EXERCISE INSTRUCTIONS
Copy the lines below that contain "stethoscope".

[Records contained in a dataset]
┏━━

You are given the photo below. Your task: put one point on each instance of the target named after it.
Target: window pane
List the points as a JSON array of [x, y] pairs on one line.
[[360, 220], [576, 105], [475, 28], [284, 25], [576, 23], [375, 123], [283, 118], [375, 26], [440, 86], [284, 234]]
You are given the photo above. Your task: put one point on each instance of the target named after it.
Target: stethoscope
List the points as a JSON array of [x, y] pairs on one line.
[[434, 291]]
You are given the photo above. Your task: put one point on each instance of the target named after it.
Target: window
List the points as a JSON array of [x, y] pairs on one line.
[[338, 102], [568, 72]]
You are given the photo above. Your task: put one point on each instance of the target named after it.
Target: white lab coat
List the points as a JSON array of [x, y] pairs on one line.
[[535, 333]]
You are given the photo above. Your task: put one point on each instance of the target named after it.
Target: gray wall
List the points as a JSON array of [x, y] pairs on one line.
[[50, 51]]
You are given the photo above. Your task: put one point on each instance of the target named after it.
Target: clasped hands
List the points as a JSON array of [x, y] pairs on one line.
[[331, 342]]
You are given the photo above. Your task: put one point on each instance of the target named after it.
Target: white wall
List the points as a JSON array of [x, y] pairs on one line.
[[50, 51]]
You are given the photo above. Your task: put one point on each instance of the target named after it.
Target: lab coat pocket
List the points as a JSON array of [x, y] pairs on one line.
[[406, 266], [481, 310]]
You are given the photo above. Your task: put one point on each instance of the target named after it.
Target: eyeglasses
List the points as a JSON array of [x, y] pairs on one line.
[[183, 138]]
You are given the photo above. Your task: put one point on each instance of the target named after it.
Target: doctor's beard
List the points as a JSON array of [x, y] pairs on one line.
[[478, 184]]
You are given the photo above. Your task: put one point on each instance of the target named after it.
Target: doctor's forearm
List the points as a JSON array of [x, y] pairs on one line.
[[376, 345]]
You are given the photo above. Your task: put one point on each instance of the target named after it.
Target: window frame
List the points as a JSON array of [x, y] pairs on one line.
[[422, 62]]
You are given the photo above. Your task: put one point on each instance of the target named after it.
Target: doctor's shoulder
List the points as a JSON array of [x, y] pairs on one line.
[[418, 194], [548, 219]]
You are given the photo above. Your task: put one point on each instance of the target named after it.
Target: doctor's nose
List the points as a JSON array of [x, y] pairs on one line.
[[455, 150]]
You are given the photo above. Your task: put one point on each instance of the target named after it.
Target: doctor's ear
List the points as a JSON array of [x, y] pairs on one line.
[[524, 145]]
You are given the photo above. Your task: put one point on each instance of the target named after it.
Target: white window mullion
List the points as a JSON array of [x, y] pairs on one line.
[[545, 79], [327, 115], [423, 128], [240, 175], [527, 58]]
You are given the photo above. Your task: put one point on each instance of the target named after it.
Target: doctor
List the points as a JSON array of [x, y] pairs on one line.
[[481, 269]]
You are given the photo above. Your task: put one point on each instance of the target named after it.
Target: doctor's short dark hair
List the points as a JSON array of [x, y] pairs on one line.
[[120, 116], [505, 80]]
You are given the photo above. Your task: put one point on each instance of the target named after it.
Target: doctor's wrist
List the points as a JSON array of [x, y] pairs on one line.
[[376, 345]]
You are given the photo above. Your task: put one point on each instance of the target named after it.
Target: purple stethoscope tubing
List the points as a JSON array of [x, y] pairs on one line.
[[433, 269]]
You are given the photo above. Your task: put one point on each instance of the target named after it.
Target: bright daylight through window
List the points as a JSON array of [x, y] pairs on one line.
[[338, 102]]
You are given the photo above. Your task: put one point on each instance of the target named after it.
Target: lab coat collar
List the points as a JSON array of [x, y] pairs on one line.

┗━━

SOLUTION TO THE PROBLEM
Target: stethoscope
Target: purple stethoscope tubing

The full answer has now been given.